Each entry should appear in the answer exactly as written.

━━━━

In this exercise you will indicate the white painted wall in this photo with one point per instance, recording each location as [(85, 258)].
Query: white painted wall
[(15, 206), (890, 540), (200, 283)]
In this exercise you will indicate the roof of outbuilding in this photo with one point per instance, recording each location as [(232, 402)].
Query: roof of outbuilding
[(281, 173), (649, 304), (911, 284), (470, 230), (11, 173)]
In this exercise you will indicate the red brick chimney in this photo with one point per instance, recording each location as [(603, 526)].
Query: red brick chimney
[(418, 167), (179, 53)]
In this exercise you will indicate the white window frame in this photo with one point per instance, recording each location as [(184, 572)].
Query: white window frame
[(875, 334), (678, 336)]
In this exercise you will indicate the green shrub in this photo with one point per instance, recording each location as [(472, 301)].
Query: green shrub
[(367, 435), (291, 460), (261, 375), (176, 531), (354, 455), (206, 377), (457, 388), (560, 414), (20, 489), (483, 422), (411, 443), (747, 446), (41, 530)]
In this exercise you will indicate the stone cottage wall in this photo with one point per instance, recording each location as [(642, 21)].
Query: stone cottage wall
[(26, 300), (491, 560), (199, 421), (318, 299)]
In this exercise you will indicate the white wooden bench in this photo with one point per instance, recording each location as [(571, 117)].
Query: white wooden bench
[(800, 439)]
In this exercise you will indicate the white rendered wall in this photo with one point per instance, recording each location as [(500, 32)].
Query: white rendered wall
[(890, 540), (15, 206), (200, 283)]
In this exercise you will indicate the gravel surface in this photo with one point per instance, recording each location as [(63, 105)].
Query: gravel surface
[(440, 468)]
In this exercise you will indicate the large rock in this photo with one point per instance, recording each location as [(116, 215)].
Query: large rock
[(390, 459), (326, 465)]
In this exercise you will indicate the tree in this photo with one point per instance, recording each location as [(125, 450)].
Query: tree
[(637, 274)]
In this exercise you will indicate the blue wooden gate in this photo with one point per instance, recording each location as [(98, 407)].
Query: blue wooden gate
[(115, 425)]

━━━━

## [Solution for this task]
In this exercise you will indicate the white painted wall in this photo with one point per instance, recording each location as [(85, 258)].
Query: white painted wall
[(15, 206), (890, 540), (200, 283)]
In this exercise you will indicate the roof of outbuilding in this photo with one point per instance, recording each location as [(232, 402)].
Query: roof of outbuilding
[(281, 173), (649, 304), (911, 284), (470, 230), (11, 173)]
In this exercise you will indicate the red brick chimney in this photo with one point per instance, recording each location as [(603, 526)].
Query: red brick chimney
[(418, 167), (179, 53)]
In this exercise you will indicate the white window frame in this photo with one point per instance, recording each location as [(184, 572)].
Query: white window frame
[(875, 334), (678, 336)]
In this exercise you will indicate the green shrub in this photo with one point per instance, recording each location as [(472, 301)].
Query: green shrub
[(367, 435), (291, 460), (261, 375), (176, 531), (354, 455), (206, 377), (457, 388), (560, 414), (20, 489), (483, 422), (411, 443), (747, 446), (41, 530)]
In this exercise you will indicate the stone cottage wall in this photo with one point per instance, recording each location as [(642, 21)].
Query: stone cottage wall
[(26, 300), (491, 560), (199, 421), (318, 299)]
In this exercise you will indicate the white wooden bench in this photo with one point per instance, recording each location as [(571, 117)].
Query: white wooden bench
[(800, 439)]
In this exercise you will indicate the white rendered wall in this photo with one point per instance, recording each location as [(500, 32)].
Query: white rendered wall
[(890, 540), (15, 206), (200, 283)]
In this exercise you will indicate the gravel surface in this photo with one point per instance, recording each location as [(63, 105)].
Query: gravel surface
[(440, 468)]
In this exercise you will indicate the large rock in this photo with one point per instance, recording each location as [(116, 215)].
Query: large rock
[(390, 459), (326, 465)]
In this exercise you will indicate the tree in this photo with one point per instance, recording each location as [(125, 450)].
Query: tree
[(637, 274)]
In this exercise you will indicate the blue wooden gate in this photo with one point per instance, recording each location as [(98, 407)].
Query: blue wooden gate
[(115, 425)]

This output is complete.